● DIRECTIVE: Repeat the material verbatim and drop the pictures.

(begin)

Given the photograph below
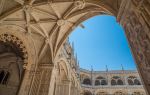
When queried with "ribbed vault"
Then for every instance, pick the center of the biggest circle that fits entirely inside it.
(49, 22)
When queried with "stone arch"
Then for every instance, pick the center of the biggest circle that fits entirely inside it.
(14, 59)
(51, 37)
(131, 80)
(137, 82)
(100, 81)
(116, 80)
(63, 70)
(86, 92)
(87, 81)
(119, 93)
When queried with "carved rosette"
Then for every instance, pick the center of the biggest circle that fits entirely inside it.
(16, 41)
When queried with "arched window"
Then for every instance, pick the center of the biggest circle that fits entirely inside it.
(137, 82)
(130, 82)
(87, 81)
(103, 82)
(6, 78)
(119, 93)
(97, 82)
(137, 93)
(119, 82)
(113, 82)
(87, 93)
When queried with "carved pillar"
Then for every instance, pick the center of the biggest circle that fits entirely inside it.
(62, 88)
(135, 20)
(40, 85)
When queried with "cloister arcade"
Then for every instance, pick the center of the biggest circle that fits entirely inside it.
(33, 34)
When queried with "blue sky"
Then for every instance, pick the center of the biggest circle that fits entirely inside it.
(102, 42)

(end)

● RESULT OF THIS EXERCISE:
Given the photograph below
When queried with "ribbed vault"
Then for every instance, pick the center of the biggest circle that fits entirely inside it.
(49, 22)
When queried with "stone arch"
Then for every instance, pick the center of the biggest circle that fits entirely inside it.
(14, 59)
(51, 37)
(131, 80)
(137, 82)
(100, 81)
(116, 80)
(63, 70)
(86, 92)
(87, 81)
(119, 93)
When queried with "carved rosette"
Then for every instance, pick the center of the biggest circle that fits entirely inside it.
(16, 41)
When queried with "arched window"
Then for every instance, pick the center of the biggest circle that fits entirely inside it.
(137, 82)
(130, 82)
(87, 81)
(103, 82)
(6, 78)
(119, 93)
(97, 82)
(137, 93)
(119, 82)
(113, 82)
(87, 93)
When queried with "carved pillar"
Then for every instance, pick the center of the biggest circle that fits entirely inside it.
(62, 88)
(135, 20)
(40, 85)
When queried with "cloister arcade"
Then for every instance, pick the center of the biggest circle that fits entirely inside it.
(33, 34)
When queried with "blue sky"
Then for every instance, pick the center of the biggest circle that fits entirely inside it.
(102, 42)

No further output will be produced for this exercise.